● MISE EN PRATIQUE
a - Les affirmations suivantes concordent-elles avec l'article sur les PFAS ? Pour chacune, répondez par oui ou non et citez les mots du texte qui tranchent. (i) Les experts doivent rendre leur rapport d'ici le 31 décembre 2025. (ii) Le juge des référés a été saisi par Arkema. (iii) Le surcoût du traitement de l'eau potable est estimé à plus de 20 millions d'euros.
b - Dans l'article sur les PFAS, quel argument les avocats d'Arkema et Daikin ont-ils notamment avancé pour faire rejeter la demande d'expertise ?
c - Prolongez l'article sur les PFAS à partir de sa dernière phrase.

=== EXTRAIT DU DOCUMENT ===

La justice a infligé un coup dur aux entreprises Daikin et Arkema dans l'affaire des polluants éternels, en ordonnant une expertise indépendante pour évaluer leur responsabilité historique dans la pollution aux PFAS au sud de Lyon.

Un juge des référés, saisi par la Métropole de Lyon, a nommé un collège d'experts pour rendre un rapport d'ici le 31 décembre 2025 sur l'utilisation de ces substances par les deux industriels à Pierre-Bénite. Ces experts pourront demander des documents et se rendre sur place pour quantifier les émissions de PFAS et déterminer à partir de quand ces entreprises connaissaient les effets potentiellement néfastes sur l'environnement, selon une copie de l'ordonnance rendue vendredi. "Pour la première fois, des entreprises sont désignées pour évaluer leur responsabilité dans cette pollution", a déclaré Bruno Bernard, président de la Métropole de Lyon, qualifiant la décision d'"historique". Il espère que le rapport confirmera leur part de responsabilité dans la pollution de l'eau potable de la région et envisage ensuite de les tenir responsables selon le principe du pollueur-payeur.

La Métropole prévoit de leur demander de compenser le coût supplémentaire du traitement de l'eau potable, estimé entre 5 et 10 millions d'euros, pour que l'eau destinée aux habitants respecte les normes européennes.

UN LITIGE EN GERME

Lors de l'audience en mai, les avocats d'Arkema et Daikin avaient demandé au juge de rejeter la demande d'expertise, mettant notamment en avant l'absence de loi interdisant les PFAS.

=== ENTRÉES FOURNIES ===

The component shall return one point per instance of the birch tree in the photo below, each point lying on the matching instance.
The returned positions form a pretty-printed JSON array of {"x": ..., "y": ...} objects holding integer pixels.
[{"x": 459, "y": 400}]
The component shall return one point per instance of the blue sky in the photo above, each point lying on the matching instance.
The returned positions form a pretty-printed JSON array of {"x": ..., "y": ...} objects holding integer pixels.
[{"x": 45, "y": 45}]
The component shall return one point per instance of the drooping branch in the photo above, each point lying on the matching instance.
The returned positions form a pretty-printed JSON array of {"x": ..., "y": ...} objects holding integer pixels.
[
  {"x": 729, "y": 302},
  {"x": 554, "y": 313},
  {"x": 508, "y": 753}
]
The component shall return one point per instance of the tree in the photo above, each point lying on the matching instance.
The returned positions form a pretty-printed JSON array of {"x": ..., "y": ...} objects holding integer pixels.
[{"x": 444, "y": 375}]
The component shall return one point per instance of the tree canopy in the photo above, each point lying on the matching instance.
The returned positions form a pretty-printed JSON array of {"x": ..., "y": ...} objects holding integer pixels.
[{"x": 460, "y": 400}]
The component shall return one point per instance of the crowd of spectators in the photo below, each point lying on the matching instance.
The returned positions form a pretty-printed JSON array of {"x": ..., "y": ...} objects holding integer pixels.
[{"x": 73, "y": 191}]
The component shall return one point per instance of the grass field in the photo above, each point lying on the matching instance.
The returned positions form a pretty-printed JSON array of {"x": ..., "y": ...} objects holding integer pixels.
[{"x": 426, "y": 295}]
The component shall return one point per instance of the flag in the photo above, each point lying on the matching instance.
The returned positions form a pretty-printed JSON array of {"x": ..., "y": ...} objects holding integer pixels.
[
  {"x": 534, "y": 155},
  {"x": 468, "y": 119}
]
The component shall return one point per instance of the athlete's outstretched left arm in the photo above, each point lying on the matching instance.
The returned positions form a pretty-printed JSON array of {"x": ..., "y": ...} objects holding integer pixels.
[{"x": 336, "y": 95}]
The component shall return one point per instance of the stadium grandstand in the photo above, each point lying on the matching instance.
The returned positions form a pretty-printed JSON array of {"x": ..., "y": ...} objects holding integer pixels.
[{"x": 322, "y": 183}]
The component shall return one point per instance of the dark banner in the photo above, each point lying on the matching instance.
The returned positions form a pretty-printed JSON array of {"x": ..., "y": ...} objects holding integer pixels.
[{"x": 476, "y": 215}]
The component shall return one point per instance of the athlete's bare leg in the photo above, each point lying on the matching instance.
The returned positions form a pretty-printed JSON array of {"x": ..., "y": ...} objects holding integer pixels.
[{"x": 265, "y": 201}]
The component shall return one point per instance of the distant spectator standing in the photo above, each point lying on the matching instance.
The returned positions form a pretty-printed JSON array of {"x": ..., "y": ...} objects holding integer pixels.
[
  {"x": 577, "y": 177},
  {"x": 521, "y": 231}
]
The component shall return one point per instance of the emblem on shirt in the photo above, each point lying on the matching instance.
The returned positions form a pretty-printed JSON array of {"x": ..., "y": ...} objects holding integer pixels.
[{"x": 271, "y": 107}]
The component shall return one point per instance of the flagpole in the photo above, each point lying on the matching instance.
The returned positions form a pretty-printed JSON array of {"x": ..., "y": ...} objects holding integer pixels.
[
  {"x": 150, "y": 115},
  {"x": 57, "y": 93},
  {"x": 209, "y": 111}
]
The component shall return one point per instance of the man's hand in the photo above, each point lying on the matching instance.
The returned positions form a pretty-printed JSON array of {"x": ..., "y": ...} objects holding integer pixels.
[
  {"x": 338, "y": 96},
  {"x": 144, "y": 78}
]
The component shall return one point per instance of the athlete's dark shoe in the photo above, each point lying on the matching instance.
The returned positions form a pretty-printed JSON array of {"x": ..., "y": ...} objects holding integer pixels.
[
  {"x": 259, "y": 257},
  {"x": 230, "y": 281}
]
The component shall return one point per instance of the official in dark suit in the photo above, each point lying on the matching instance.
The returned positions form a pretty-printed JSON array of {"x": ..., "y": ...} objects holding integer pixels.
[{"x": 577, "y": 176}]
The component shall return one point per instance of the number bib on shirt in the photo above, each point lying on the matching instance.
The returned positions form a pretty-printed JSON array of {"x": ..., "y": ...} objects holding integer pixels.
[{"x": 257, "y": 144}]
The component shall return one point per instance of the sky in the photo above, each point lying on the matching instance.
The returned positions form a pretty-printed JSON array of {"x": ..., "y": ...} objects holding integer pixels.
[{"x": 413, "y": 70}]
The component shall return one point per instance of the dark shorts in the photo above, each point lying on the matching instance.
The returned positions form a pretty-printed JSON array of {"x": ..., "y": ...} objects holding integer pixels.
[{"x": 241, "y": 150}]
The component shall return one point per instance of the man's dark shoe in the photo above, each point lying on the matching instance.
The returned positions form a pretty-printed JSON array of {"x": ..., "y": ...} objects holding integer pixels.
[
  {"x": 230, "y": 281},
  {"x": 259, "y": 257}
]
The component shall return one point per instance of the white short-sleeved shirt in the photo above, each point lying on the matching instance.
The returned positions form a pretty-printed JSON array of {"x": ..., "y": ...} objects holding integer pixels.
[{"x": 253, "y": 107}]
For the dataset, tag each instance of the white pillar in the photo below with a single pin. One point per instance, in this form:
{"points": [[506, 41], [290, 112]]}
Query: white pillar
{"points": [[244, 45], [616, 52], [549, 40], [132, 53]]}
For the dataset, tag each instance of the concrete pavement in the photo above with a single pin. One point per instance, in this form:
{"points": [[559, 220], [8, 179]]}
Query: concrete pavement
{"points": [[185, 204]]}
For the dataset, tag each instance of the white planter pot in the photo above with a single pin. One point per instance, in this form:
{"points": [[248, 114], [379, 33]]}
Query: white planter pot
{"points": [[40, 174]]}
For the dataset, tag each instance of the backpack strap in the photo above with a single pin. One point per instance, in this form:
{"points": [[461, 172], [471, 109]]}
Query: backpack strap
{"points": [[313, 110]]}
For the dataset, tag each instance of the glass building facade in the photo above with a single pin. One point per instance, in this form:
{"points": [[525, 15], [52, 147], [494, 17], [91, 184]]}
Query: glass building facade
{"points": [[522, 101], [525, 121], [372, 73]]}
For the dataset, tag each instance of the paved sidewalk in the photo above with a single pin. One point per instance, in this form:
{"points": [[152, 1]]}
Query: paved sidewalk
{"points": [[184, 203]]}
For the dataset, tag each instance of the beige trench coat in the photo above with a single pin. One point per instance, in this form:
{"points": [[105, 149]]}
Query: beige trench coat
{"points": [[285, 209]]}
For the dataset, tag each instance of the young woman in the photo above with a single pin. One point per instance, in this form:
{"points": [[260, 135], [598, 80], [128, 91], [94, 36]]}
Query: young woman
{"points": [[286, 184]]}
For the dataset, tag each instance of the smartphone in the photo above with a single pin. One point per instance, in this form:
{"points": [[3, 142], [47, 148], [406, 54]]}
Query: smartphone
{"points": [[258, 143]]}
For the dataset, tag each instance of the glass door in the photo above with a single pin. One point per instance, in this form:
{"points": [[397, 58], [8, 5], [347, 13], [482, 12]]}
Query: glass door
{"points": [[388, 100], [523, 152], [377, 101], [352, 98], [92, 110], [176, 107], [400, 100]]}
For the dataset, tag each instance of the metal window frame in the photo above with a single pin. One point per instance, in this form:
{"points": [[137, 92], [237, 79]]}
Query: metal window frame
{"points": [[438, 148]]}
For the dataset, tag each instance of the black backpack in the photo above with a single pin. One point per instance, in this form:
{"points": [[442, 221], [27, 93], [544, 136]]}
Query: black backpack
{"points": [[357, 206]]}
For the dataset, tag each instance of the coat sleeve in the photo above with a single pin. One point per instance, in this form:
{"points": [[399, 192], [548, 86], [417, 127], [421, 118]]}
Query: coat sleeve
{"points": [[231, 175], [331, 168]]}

===

● RÉPONSES
a - (i) Oui : « rendre un rapport d'ici le 31 décembre 2025 ». (ii) Non : « saisi par la Métropole de Lyon ». (iii) Non : « estimé entre 5 et 10 millions d'euros ».

b - Ils ont mis en avant l'absence de loi interdisant les PFAS.

c -
En novembre, un juge pénal avait d'ailleurs rejeté sur ce motif un référé pénal environnemental déposé par plusieurs associations et particuliers afin d'obtenir des études sur les PFAS émis par Arkema.

Mais au civil, il n'est pas question d'illégalité. Le juge a simplement estimé qu'un "litige était en germe" entre les parties et qu'une expertise était nécessaire afin d'établir les faits pour le régler.

Dans un message à l'AFP, Arkema a "pris acte" mardi de cette décision, avant de préciser "examiner l'opportunité de faire appel".

Une porte-parole a également rappelé qu'Arkema était "en conformité par rapport à la réglementation en vigueur concernant ses rejets de PFAS" et que "de nombreuses analyses sont déjà effectuées quotidiennement" dans le cadre fixé par les autorités.

LES PERQUISITIONS

Le français Arkema et le japonais Daikin utilisent depuis des années des per- et polyfluoroalkylées, les PFAS, dans leurs usines de Pierre-Bénite, mais la nature et le volume de leurs rejets dans le temps restent mal connus.

Quasi indestructibles, ces substances s'accumulent, d'où leur surnom de "polluants éternels". En cas d'exposition sur une longue période, ils peuvent avoir des effets sur la fertilité ou favoriser certains cancers, d'après de premières études.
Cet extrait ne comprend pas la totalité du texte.